### Work instructions
Count the lines in the listing below that hold the string "headlight". Reply with the number alone.

### Given data

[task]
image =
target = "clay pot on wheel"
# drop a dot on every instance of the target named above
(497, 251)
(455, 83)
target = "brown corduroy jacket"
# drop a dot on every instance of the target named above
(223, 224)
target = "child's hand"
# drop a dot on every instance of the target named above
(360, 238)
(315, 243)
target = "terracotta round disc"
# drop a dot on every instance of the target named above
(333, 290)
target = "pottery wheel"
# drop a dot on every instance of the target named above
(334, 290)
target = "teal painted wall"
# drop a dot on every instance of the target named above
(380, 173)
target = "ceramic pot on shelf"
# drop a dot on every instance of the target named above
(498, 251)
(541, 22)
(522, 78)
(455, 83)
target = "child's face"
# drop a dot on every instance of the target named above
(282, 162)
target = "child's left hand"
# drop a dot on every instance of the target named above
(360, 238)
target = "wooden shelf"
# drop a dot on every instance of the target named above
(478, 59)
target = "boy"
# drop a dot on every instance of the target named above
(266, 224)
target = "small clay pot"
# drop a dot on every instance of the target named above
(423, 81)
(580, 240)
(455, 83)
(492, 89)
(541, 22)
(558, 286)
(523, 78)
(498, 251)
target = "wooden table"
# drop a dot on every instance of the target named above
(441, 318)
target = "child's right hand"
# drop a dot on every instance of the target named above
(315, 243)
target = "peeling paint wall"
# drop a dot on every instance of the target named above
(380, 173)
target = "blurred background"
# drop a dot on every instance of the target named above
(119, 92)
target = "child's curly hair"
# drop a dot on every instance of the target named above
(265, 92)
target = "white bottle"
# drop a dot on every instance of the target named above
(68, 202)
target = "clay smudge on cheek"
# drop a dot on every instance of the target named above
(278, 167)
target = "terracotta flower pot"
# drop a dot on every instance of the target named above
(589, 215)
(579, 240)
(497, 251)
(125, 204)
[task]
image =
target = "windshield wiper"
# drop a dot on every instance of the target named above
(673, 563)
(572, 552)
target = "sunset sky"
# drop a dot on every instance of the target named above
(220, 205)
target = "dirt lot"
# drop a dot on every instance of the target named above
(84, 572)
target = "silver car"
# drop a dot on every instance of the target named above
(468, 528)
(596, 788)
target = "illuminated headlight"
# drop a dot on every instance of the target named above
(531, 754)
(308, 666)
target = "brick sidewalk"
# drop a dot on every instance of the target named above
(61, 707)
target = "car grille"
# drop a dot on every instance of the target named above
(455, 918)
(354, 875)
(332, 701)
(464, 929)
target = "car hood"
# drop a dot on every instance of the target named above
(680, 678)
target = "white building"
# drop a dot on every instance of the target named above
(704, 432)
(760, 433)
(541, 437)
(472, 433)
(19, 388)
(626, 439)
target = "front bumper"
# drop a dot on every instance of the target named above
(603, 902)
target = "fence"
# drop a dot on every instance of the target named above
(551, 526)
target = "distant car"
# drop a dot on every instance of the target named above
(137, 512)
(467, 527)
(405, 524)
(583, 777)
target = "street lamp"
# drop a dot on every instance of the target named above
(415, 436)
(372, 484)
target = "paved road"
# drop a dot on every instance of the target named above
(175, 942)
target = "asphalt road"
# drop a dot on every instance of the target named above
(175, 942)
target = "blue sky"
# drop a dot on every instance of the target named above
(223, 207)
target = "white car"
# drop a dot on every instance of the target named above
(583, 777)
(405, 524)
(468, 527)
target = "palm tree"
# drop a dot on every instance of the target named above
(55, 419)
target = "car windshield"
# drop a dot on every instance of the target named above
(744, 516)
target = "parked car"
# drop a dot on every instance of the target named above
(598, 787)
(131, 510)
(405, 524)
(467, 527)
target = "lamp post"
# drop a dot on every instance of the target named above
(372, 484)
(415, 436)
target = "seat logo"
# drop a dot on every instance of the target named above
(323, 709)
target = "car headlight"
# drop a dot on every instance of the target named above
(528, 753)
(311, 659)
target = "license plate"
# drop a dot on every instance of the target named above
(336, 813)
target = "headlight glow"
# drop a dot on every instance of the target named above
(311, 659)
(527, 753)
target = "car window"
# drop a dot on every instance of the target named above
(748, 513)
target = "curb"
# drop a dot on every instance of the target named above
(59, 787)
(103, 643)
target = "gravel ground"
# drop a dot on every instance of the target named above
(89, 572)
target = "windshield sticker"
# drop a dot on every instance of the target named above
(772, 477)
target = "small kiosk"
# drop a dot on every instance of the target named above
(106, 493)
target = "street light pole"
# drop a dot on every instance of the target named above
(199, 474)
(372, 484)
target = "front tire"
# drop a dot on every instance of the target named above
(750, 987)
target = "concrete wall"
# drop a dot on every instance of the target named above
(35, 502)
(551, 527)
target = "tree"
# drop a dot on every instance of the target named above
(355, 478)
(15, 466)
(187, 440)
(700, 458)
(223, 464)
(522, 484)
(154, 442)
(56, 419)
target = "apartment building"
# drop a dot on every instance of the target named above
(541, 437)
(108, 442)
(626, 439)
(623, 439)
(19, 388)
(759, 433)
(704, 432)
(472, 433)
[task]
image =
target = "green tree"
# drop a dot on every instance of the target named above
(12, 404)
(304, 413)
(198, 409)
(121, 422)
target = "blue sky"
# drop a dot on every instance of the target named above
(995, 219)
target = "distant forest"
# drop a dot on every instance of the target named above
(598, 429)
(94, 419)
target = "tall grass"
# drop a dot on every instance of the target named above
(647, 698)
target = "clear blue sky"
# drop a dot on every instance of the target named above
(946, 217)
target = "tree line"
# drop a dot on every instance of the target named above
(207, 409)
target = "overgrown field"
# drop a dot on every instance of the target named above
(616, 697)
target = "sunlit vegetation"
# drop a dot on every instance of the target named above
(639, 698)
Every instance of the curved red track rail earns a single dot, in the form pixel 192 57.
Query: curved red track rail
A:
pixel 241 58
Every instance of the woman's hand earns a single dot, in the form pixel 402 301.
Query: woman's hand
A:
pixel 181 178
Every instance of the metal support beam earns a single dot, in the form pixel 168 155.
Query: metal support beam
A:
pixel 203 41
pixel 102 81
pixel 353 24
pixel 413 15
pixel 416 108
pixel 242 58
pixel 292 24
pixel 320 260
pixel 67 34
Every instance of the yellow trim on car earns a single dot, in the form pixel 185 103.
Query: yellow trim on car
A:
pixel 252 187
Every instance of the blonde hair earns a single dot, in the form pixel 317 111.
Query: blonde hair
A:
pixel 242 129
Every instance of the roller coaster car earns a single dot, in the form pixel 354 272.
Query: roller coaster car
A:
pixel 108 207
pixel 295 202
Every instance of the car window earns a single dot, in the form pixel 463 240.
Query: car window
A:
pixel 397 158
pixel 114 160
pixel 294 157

### Exercise response
3